Labeled region outline entries
((

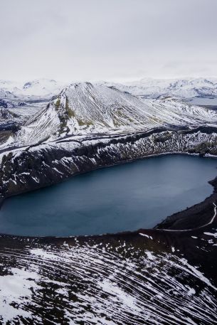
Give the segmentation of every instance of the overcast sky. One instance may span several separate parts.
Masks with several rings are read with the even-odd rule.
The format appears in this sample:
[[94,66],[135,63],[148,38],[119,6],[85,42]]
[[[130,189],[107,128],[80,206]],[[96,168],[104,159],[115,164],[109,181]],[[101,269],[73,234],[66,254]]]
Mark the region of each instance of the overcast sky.
[[217,0],[0,0],[0,79],[217,76]]

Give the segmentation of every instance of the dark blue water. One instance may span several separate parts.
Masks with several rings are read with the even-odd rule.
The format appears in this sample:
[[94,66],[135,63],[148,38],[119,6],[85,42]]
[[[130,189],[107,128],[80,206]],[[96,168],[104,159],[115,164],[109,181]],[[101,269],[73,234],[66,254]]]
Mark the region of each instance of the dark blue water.
[[68,236],[152,228],[209,196],[216,167],[214,159],[170,155],[79,175],[6,200],[0,233]]

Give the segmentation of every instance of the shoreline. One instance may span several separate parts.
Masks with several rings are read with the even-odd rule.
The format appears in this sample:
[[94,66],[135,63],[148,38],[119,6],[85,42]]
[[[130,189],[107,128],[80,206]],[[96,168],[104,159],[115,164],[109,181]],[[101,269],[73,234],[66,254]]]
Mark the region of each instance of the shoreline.
[[[119,166],[125,164],[130,164],[131,162],[135,161],[137,160],[142,160],[144,159],[149,159],[149,158],[153,158],[153,157],[157,157],[157,156],[164,156],[164,155],[176,155],[176,154],[182,154],[182,155],[189,155],[189,156],[200,156],[201,158],[213,158],[213,159],[217,159],[217,156],[201,156],[199,154],[191,154],[188,152],[166,152],[166,153],[161,153],[161,154],[152,154],[149,156],[144,156],[144,157],[139,158],[138,159],[130,159],[127,160],[127,161],[121,161],[120,163],[116,163],[113,164],[109,166],[99,166],[95,169],[92,169],[92,171],[102,169],[102,168],[107,168],[107,167],[112,167],[115,166]],[[74,175],[72,175],[71,176],[63,180],[63,181],[67,181],[70,177],[73,177],[75,176],[78,176],[80,174],[85,174],[85,173],[89,173],[90,171],[83,171],[83,172],[78,172]],[[189,231],[195,231],[199,229],[203,228],[208,225],[208,223],[203,223],[203,224],[199,224],[194,228],[188,228],[188,224],[192,224],[193,223],[196,223],[197,219],[199,218],[199,216],[200,214],[203,214],[203,218],[206,220],[204,221],[205,223],[207,223],[208,220],[206,220],[206,218],[209,218],[209,213],[208,212],[210,212],[210,206],[212,206],[216,207],[216,203],[217,203],[217,176],[216,177],[208,182],[213,186],[213,193],[209,196],[208,197],[206,197],[204,198],[204,200],[199,203],[196,203],[194,206],[191,206],[190,207],[188,207],[185,210],[181,211],[176,212],[173,213],[171,215],[169,215],[166,217],[161,223],[157,223],[154,227],[152,228],[141,228],[138,229],[137,230],[129,230],[129,231],[123,231],[123,232],[119,232],[119,233],[105,233],[105,234],[100,234],[100,235],[74,235],[74,236],[67,236],[67,237],[61,237],[61,236],[28,236],[28,235],[17,235],[14,234],[4,234],[4,233],[0,233],[1,236],[6,236],[6,237],[14,237],[16,236],[16,238],[63,238],[63,239],[67,239],[67,238],[97,238],[97,237],[105,237],[105,236],[113,236],[113,235],[132,235],[134,233],[139,233],[139,232],[149,232],[151,230],[157,230],[157,231],[166,231],[167,233],[169,232],[176,232],[176,233],[185,233],[185,232],[189,232]],[[53,184],[52,184],[53,185]],[[50,186],[52,186],[50,185]],[[47,187],[47,186],[43,186],[43,187]],[[39,188],[40,190],[40,188]],[[29,192],[32,192],[34,191],[38,191],[38,189],[36,190],[33,190],[30,191]],[[17,193],[16,195],[11,196],[14,196],[16,195],[20,195],[24,193],[28,193],[26,192],[22,192],[20,193]],[[9,196],[11,197],[11,196]],[[4,201],[8,198],[0,198],[0,209],[2,205],[4,204]],[[205,215],[207,215],[206,217]],[[201,218],[199,218],[201,219]],[[214,218],[215,219],[215,218]],[[213,221],[215,220],[213,219]],[[180,223],[181,220],[181,223]],[[199,220],[199,222],[201,220]],[[177,228],[178,227],[178,228]],[[185,228],[185,227],[186,228]]]

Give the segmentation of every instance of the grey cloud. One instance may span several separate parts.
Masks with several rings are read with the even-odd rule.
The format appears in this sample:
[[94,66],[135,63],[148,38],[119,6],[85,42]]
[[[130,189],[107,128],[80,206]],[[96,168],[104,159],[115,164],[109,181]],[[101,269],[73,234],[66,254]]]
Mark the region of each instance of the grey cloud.
[[216,0],[0,0],[0,78],[217,75]]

))

• _What to work on_: Reproduce the whole listing, substituting "Outline the area" for every "Mark the region" and keeping everything else the same. Omit the pictures.

• _Correct output_:
Give the segmentation of every instance of the overcast sky. One instance may span several separate parts.
Masks with several rings are read with the even-odd rule.
The format appears in this sample:
[[94,66],[135,63],[148,38],[119,6],[85,42]]
[[[130,189],[107,128],[80,206]],[[96,168],[104,159],[115,164],[109,181]],[[101,269],[73,234],[66,254]]]
Outline the area of each instance of the overcast sky.
[[217,0],[0,0],[0,79],[217,76]]

Give the segmentation of every instance of the dark blue water. One instance may span several separate parts.
Masks with several rings are read with the even-odd rule.
The format appears in this sample:
[[94,66],[135,63],[148,38],[119,6],[85,42]]
[[[130,189],[107,128],[80,206]],[[96,168],[104,159],[115,164],[109,181]],[[101,269],[73,234],[66,254]]]
Outline the area of each instance of the dark blue water.
[[68,236],[152,228],[209,196],[216,167],[214,159],[170,155],[79,175],[6,200],[0,233]]

Give the segmentation of every instance of the shoreline. One instance may span several separate parts.
Masks with several rings are read with the even-odd rule.
The format appears in this sample:
[[94,66],[135,63],[148,38],[119,6],[85,42]]
[[[130,189],[107,128],[80,206]],[[96,168],[104,159],[115,164],[109,181]],[[101,269],[73,234],[66,254]]]
Outline the area of each instance of the shoreline.
[[[119,166],[125,164],[130,164],[131,162],[135,161],[137,160],[142,160],[144,159],[149,159],[149,158],[153,158],[153,157],[157,157],[157,156],[164,156],[164,155],[176,155],[176,154],[182,154],[182,155],[189,155],[189,156],[200,156],[201,158],[213,158],[213,159],[217,159],[217,156],[201,156],[199,154],[191,154],[188,152],[166,152],[166,153],[161,153],[161,154],[152,154],[149,156],[144,156],[144,157],[139,158],[138,159],[130,159],[127,160],[127,161],[121,161],[120,163],[116,163],[113,164],[109,166],[99,166],[95,169],[92,169],[92,171],[102,169],[102,168],[107,168],[107,167],[112,167],[115,166]],[[74,175],[72,175],[71,176],[63,180],[63,181],[67,181],[70,177],[73,177],[75,176],[78,176],[80,174],[85,174],[85,173],[89,173],[90,171],[83,171],[83,172],[78,172]],[[189,231],[195,231],[199,229],[203,228],[208,225],[208,223],[203,223],[203,224],[199,224],[194,228],[188,228],[188,224],[192,224],[193,223],[196,223],[197,219],[199,218],[199,216],[200,214],[203,214],[203,218],[206,220],[204,221],[205,223],[207,223],[208,220],[206,220],[206,218],[209,218],[209,213],[208,212],[210,212],[210,206],[212,206],[216,207],[216,203],[217,203],[217,176],[216,177],[208,182],[213,186],[213,193],[209,196],[208,197],[206,197],[204,198],[204,200],[199,203],[196,203],[194,206],[191,206],[190,207],[188,207],[185,210],[181,211],[176,212],[173,213],[171,215],[169,215],[166,217],[161,223],[157,223],[154,227],[152,228],[141,228],[138,229],[137,230],[129,230],[129,231],[123,231],[123,232],[119,232],[119,233],[105,233],[105,234],[100,234],[100,235],[74,235],[74,236],[67,236],[67,237],[61,237],[61,236],[28,236],[28,235],[17,235],[14,234],[4,234],[4,233],[0,233],[1,236],[6,236],[6,237],[14,237],[16,236],[16,238],[63,238],[63,239],[67,239],[67,238],[97,238],[97,237],[105,237],[105,236],[113,236],[113,235],[132,235],[134,233],[139,233],[139,232],[149,232],[151,230],[157,230],[157,231],[166,231],[167,233],[169,232],[176,232],[176,233],[185,233],[185,232],[189,232]],[[53,184],[52,184],[53,185]],[[50,186],[52,186],[50,185]],[[47,187],[47,186],[43,186],[43,187]],[[39,188],[40,190],[40,188]],[[29,192],[32,192],[34,191],[38,191],[38,189],[36,190],[33,190],[30,191]],[[17,193],[16,195],[11,196],[14,196],[16,195],[20,195],[24,193],[28,193],[26,192],[22,192],[20,193]],[[9,196],[11,197],[11,196]],[[4,201],[8,198],[0,198],[0,209],[2,205],[4,204]],[[205,215],[207,215],[206,217]],[[201,218],[199,218],[201,219]],[[214,218],[215,219],[215,218]],[[213,221],[215,220],[213,219]],[[180,223],[181,220],[181,223]],[[199,220],[199,222],[201,220]],[[177,228],[178,227],[178,228]],[[185,228],[185,227],[186,228]]]

Give the segmentation of every instance of the grey cloud. One instance may span several separate parts.
Masks with several rings are read with the even-odd rule.
The format appears in this sample:
[[94,66],[135,63],[148,38],[119,6],[85,42]]
[[[130,189],[107,128],[80,206]],[[96,168],[104,159],[115,164],[109,181]],[[101,269],[73,234],[66,254]]]
Outline the area of each instance of the grey cloud.
[[216,0],[0,0],[0,78],[217,75]]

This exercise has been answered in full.